* **TASK TO COMPLETE**
Quote, word for word, the part of the FreeBSD 13.4 forum thread that opens with the words "Some of what's" and closes with "an official release.".

Fancy 13.4

Code:
  PID TT  STAT        TIME COMMAND
15507  -  R        1:01.71 expr 0 + 1

Eh, WHAT??

Given the current security patches, I decided to try with 13.4. (Since I build all from source, I'm not forced to wait for the exact release.)
This is what I did see after compiling some 1100 ports, in a bhyve. And at least the bhyve was extremely laggy while doing nothing than this, with 20 core.

The process accumulated up to 2:40 minutes, and then things proceeded like normal. I'm not really amused.
 
Which commit?
RC2-p1 e893ec49afb2
Have you seen either of the loader-related warnings?

BOOT LOADER IS TOO OLD. PLEASE UPGRADE.

Loader needs to be updated
No, because I can't. It's an automated build, creating guests on-the-fly.

But since it clones a snapshot of the volume, boots from that, then mounts the actual volume into /mnt, deletes it and reinstalls via make install DESTDIR, I would suppose the loader cannot be older than the OS.
 
1725717787115.pngFreeBSD-13.4-RC3-amd64-bootonly.iso (release candidate 3):
 
For the download during installation, I tried a server in Sweden (because I knew of transient problems elsewhere, earlier today), it failed. My bad, I didn't notice that the selection was IPv6 Sweden; I don't have IPv6 connectivity.

Opting to restart the installer, a different failure (looping):

1725719360199.png

1725719576226.png




Opting to exit the installer then start the installer, a different failure (I thought that this resolver stuff was fixed long ago):

1725719640983.png




A reset of the computer (to work around the resolver bug), then I allowed the default FTP site, success:

1725720057605.png




Some of what's above is premature, because RC3 has not yet been announced.
 
Spooky release builds began just after midnight UTC on Friday 13th.

The usual: please await the official announcement, expected on Tuesday, before treating what's built as an official release.

Errata​

Hardware notes do not include iwlwifi(4). Instead, please see the DESCRIPTION section of the manual page. A future edition may include a HARDWARE section.

Plus, hopefully, there'll be something about the on-screen plea to upgrade a loader that is not outdated.

Release notes​

Security advisories are not yet in the draft. I count nine.
 
Fancy new feature: pools can now be suspended multiple times:

Code:
Sep 13 21:32:16 <kern.crit> edge kernel: [432491] Solaris: WARNING: Pool 'dbintb' has encountered an uncorrectable I/O failure and has been suspended.
Sep 13 21:51:06 <kern.crit> edge kernel: [433621] Solaris: WARNING: Pool 'dbintb' has encountered an uncorrectable I/O failure and has been suspended.
Sep 13 21:56:19 <kern.crit> edge kernel: [433935] Solaris: WARNING: Pool 'dbintb' has encountered an uncorrectable I/O failure and has been suspended.

* **DATASET RECORDS**

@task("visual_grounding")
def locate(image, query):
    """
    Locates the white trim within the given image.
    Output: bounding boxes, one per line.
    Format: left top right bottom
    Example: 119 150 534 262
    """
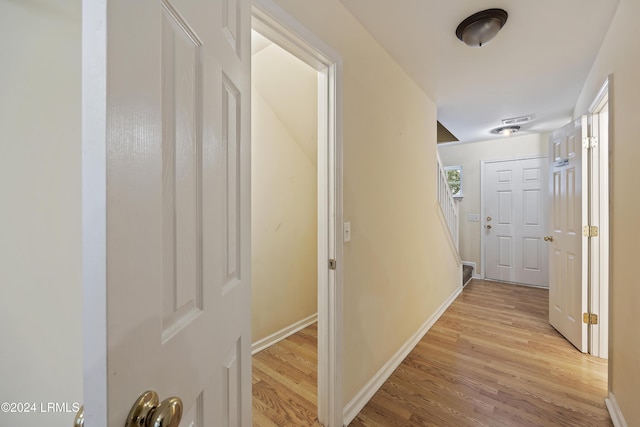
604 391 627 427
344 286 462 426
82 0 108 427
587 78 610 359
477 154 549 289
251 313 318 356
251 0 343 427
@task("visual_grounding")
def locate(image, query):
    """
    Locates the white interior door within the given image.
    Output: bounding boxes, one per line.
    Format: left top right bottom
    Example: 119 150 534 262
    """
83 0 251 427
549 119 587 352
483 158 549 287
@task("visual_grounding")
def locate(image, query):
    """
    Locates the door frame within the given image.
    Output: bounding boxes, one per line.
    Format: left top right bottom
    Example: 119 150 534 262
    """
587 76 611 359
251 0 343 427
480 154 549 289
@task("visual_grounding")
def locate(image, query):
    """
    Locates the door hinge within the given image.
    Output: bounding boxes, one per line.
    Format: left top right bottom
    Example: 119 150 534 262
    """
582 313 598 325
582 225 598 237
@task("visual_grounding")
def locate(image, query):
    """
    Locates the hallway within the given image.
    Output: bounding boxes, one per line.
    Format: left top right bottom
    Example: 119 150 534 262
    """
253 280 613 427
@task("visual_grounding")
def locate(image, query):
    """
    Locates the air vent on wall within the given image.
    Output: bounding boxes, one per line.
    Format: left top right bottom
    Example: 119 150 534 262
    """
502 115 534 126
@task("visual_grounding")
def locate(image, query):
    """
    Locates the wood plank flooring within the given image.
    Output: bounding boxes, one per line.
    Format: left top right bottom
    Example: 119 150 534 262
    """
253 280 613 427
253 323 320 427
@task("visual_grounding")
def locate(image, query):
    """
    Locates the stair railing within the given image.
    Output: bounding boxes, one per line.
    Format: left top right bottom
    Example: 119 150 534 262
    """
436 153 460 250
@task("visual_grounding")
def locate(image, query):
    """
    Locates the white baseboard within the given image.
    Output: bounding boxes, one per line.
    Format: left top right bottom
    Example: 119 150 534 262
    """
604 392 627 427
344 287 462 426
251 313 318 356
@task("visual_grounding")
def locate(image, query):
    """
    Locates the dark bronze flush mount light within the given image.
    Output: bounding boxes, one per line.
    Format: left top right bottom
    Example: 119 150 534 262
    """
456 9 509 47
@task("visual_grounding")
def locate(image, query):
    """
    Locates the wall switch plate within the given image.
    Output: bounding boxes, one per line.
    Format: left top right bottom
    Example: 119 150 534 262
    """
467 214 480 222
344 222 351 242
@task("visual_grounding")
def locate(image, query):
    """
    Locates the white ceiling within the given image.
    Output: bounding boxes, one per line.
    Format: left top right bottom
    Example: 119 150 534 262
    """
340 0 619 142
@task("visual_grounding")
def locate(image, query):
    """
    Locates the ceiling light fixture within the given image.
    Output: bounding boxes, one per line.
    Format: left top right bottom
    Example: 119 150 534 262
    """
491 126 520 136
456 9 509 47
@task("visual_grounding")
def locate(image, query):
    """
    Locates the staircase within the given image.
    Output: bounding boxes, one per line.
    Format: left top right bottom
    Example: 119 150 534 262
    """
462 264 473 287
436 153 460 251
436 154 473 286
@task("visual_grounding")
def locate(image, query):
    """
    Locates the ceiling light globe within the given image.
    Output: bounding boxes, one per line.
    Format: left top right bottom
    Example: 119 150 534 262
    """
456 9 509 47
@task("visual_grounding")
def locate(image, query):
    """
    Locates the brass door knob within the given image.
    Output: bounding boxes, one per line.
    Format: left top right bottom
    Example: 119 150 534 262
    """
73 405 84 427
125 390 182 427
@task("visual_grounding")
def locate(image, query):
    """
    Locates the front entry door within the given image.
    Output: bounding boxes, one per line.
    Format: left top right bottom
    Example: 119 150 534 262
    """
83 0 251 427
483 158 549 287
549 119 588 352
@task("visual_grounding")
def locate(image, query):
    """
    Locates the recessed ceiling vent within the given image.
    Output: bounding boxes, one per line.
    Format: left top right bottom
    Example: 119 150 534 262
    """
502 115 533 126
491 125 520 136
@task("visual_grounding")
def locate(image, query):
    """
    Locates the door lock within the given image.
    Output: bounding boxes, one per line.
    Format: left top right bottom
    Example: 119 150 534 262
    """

* **REPLY**
Some of what's above is premature, because RC3 has not yet been announced.
 
Spooky release builds began just after midnight UTC on Friday 13th.

The usual: please await the official announcement, expected on Tuesday, before treating what's built as an official release.